• _WHAT YOU ARE ASKED TO DO_: Reply with one number, the count of lines below that contain the string "bare".

• _THE RECORDS_:
══════════════════════════════

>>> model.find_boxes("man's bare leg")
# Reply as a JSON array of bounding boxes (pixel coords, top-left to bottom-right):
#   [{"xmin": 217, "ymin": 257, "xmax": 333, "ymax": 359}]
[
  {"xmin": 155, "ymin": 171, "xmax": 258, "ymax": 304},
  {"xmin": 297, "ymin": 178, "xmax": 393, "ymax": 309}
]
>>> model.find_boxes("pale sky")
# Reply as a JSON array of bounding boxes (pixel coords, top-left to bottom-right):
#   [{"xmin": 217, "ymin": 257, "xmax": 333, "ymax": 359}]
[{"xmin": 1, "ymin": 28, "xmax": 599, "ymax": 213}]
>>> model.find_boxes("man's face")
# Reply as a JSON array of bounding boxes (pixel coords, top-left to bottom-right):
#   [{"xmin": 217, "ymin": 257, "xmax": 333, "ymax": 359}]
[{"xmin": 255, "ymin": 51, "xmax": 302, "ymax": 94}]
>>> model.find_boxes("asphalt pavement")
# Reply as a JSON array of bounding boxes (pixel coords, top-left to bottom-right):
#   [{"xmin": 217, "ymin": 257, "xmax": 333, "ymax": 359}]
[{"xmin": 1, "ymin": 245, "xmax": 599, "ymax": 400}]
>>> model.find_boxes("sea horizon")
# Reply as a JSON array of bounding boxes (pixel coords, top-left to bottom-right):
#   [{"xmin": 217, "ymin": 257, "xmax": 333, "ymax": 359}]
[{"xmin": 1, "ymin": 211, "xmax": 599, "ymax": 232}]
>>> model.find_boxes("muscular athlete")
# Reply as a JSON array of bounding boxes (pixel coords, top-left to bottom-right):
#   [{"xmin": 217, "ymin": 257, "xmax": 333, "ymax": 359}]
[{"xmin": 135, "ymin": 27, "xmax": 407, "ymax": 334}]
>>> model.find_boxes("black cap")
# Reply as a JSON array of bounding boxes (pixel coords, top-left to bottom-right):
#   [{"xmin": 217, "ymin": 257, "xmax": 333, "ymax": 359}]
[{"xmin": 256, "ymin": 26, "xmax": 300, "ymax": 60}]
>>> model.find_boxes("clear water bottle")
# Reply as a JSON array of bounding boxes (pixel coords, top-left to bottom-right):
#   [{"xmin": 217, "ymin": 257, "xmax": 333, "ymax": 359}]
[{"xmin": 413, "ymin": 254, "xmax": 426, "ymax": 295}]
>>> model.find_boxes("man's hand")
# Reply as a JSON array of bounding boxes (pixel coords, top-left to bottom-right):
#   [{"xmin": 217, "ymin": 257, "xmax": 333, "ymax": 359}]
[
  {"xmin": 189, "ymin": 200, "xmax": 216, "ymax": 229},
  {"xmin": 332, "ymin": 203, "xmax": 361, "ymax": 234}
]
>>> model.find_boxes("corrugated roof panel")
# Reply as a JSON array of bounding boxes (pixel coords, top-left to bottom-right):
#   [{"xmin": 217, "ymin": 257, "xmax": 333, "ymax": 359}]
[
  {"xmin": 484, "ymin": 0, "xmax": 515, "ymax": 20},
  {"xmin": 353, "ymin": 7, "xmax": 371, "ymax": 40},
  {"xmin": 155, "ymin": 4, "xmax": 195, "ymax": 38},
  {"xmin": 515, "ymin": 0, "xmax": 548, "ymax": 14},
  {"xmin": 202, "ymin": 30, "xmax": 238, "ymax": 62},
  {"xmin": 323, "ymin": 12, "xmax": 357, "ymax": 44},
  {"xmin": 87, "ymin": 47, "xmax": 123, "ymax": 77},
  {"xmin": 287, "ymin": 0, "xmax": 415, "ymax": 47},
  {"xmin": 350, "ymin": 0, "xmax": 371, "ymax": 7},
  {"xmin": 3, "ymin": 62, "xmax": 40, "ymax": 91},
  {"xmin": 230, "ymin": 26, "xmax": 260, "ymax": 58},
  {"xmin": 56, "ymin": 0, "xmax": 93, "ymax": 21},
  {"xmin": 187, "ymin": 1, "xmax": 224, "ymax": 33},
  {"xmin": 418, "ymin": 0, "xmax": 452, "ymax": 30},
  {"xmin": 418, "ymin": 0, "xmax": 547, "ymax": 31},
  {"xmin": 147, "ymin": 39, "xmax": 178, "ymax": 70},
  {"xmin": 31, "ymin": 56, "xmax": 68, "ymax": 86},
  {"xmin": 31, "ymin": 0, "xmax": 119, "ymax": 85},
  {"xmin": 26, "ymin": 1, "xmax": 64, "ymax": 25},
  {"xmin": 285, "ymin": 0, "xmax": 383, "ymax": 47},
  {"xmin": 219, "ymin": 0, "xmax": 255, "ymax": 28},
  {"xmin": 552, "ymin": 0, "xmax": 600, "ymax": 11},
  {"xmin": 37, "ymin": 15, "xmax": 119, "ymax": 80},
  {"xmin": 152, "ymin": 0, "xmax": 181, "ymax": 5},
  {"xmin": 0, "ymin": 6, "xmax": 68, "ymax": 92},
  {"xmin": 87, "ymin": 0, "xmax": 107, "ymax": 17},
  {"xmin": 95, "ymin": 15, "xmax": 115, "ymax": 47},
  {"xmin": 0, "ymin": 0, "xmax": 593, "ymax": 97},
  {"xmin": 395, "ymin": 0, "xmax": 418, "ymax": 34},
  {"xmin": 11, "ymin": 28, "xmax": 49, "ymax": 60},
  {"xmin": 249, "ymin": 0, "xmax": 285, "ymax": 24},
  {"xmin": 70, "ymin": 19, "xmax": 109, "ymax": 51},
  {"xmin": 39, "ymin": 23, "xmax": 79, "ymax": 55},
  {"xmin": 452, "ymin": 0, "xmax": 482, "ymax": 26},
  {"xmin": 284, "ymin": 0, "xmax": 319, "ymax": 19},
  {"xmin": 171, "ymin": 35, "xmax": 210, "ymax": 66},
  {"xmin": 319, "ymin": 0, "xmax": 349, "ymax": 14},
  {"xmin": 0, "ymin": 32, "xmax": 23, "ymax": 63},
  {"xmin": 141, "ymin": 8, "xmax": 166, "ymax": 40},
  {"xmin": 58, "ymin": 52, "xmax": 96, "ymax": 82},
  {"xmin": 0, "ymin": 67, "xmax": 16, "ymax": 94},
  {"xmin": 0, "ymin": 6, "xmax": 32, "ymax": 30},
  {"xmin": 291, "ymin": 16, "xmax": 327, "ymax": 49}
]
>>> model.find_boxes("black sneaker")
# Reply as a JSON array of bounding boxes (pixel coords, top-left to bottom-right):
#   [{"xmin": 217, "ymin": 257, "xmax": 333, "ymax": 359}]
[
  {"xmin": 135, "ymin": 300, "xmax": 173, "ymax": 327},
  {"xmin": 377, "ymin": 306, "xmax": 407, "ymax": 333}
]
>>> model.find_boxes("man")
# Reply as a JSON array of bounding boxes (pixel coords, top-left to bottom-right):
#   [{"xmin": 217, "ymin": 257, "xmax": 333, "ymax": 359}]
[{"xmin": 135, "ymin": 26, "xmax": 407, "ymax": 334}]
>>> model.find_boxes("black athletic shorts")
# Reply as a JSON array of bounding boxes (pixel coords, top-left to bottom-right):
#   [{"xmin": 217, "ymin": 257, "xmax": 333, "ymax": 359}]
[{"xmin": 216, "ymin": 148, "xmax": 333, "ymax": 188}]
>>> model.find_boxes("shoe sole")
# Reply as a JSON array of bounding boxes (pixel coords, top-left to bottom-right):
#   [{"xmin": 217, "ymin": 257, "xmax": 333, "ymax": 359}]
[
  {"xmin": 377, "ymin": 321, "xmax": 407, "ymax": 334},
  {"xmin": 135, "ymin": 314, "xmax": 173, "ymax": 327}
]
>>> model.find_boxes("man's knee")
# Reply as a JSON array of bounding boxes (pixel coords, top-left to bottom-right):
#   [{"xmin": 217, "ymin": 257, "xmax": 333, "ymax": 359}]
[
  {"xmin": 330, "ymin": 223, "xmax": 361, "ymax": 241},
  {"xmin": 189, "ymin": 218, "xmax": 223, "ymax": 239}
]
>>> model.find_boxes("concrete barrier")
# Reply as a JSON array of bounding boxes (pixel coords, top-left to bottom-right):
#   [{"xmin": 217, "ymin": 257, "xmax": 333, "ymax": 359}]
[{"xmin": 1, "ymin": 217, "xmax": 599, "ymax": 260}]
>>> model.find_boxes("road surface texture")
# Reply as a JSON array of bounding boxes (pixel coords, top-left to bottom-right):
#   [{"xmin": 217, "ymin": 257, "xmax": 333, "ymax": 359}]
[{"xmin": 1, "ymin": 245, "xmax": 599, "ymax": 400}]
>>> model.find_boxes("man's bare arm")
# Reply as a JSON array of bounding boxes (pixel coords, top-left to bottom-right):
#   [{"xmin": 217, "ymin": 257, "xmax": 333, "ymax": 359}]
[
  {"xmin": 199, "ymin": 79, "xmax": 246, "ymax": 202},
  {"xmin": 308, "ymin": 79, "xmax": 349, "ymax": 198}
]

══════════════════════════════

• _ANSWER SPACE_: 2